**Teks Dokumen**:
▬▬▬

Oleh: Dr. Moh. Mukhrojin, S.Pd.I, SH, M.Si
Pengasuh Pesantren Bismar Almustaqim
Baru baru ini pesantren menjadi sorotan dalam berita Nasional karena ada 2 pesantren yang terindikasi berpaham Radikal, Direktur Jenderal Pendidikan Islam Kamaruddin Amin mengatakan “Dari data ( BNPT) itu setelah ditindaklanjuti oleh balitbang , kalau tidak salah ada dua saja yang terindikasi ( radikal), dari 12 atau 16 nama ( pesantren) dari BNPT. Setelah ditindak lanjuti, dilakukan penelitian hanya dua saja”
Dalam menangani kasus radikalisme ini sudah semestinya pemerintah menggunakan pendekatan dengan cara Apple to Apple yaitu perbandingan yang proporsional, propaganda Dalil dengan dalil, ayat dengan ayat, idiologi dengan idiologi sehingga faham ini semakin tereduksi secara optimal.

▬▬▬

**Entri yang Diberikan**:
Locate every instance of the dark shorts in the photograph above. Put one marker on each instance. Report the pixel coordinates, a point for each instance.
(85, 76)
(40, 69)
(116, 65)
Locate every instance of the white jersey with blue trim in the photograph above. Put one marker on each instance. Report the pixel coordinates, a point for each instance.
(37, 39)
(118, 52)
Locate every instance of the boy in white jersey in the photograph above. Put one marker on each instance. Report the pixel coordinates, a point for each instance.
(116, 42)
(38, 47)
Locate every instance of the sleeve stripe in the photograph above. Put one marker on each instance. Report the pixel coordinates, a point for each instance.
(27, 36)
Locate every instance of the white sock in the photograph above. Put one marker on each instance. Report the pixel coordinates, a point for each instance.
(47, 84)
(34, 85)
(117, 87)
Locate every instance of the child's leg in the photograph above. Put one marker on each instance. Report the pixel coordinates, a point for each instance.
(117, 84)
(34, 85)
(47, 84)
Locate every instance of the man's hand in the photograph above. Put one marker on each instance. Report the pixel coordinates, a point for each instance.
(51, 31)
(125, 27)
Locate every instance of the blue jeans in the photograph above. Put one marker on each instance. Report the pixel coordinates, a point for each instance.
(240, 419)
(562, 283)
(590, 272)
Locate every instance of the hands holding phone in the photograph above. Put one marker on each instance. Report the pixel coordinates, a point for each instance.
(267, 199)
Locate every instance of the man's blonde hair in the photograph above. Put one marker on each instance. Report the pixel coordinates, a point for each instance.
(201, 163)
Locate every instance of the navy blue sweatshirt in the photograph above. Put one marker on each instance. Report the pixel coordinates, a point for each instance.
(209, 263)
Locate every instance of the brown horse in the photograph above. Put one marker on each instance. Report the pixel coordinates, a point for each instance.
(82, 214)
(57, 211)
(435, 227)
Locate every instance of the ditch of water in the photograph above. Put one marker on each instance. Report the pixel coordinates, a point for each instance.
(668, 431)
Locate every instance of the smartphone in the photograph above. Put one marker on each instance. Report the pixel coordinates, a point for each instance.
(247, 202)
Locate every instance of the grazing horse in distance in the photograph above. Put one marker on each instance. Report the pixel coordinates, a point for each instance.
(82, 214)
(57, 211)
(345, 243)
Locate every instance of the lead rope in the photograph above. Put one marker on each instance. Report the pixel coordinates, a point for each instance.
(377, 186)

▬▬▬

**Ketentuan Tugas**:
1 - Salin persis bagian artikel tentang radikalisme di pesantren dari "Oleh: Dr. Moh." sampai "tereduksi secara optimal.".
2 - Tuliskan lanjutan artikel tentang radikalisme di pesantren, dimulai setelah kalimat terakhir yang ada.

**Jawaban Tertulis**:
1 -
Oleh: Dr. Moh. Mukhrojin, S.Pd.I, SH, M.Si
Pengasuh Pesantren Bismar Almustaqim
Baru baru ini pesantren menjadi sorotan dalam berita Nasional karena ada 2 pesantren yang terindikasi berpaham Radikal, Direktur Jenderal Pendidikan Islam Kamaruddin Amin mengatakan “Dari data ( BNPT) itu setelah ditindaklanjuti oleh balitbang , kalau tidak salah ada dua saja yang terindikasi ( radikal), dari 12 atau 16 nama ( pesantren) dari BNPT. Setelah ditindak lanjuti, dilakukan penelitian hanya dua saja”
Dalam menangani kasus radikalisme ini sudah semestinya pemerintah menggunakan pendekatan dengan cara Apple to Apple yaitu perbandingan yang proporsional, propaganda Dalil dengan dalil, ayat dengan ayat, idiologi dengan idiologi sehingga faham ini semakin tereduksi secara optimal.

2 -
Pondok Pesantren yang dikenal di masyarakat kita adalah lemabaga pendidikan yang mengajarkan budi pekerti sopan dan santun serta mempunyai sumbangsih yang besar dalam memperjuangkan Kemerdekan bangsa ini jangan sampai di Nodai dengan Framing yang negatif sebagai sangkar bibit Radikalisme.
Ajaran Pondok Pesantren Nusantara yang dikenal masyarakat luas dengan kesederhanaan dan ke ikhlasan dalam kehidupan sehari hari rasanya sangat kontra dengan prilaku radkalisme yang dikenal buas dan bringas.
Dalam Kamus Besar Bahasa Indonesia Definisi Radikalisme adalah paham atau aliran yang menginginkan perubahan atau pembaharuan sosial dan politik dengan cara kekrasan dan drastis
Budaya Pondok Pesantren di Nusantara yang lebih dikenal “ Samina wa Ato’na” , Sendiko Dawuh apa kata kyainya menjadikan sangat kontra jika budaya santri mempunyai paham radikal. Terlebih santri yang mempunyai Ilmu Agama yang tinggi maka ibarat padi semakin berisi semakin merunduk.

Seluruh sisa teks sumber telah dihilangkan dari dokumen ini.